# Task details
Scan the entries for lines with "Target" and say how many there are, with nothing more.

[Natural language region descriptions]
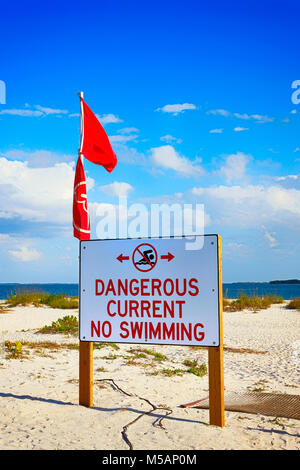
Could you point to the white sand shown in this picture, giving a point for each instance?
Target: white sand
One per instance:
(39, 395)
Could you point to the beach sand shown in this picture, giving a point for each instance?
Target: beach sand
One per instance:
(39, 394)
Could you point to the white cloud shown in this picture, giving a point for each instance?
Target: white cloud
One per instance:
(169, 139)
(122, 138)
(128, 130)
(108, 119)
(235, 167)
(117, 189)
(216, 131)
(37, 112)
(37, 194)
(166, 157)
(50, 110)
(257, 117)
(176, 108)
(22, 112)
(271, 239)
(25, 254)
(249, 204)
(37, 158)
(219, 112)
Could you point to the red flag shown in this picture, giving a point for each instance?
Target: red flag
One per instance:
(81, 219)
(95, 145)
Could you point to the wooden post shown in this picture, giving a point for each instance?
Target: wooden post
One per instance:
(216, 363)
(86, 373)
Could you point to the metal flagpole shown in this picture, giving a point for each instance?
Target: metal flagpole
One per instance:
(85, 347)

# Output for this exercise
6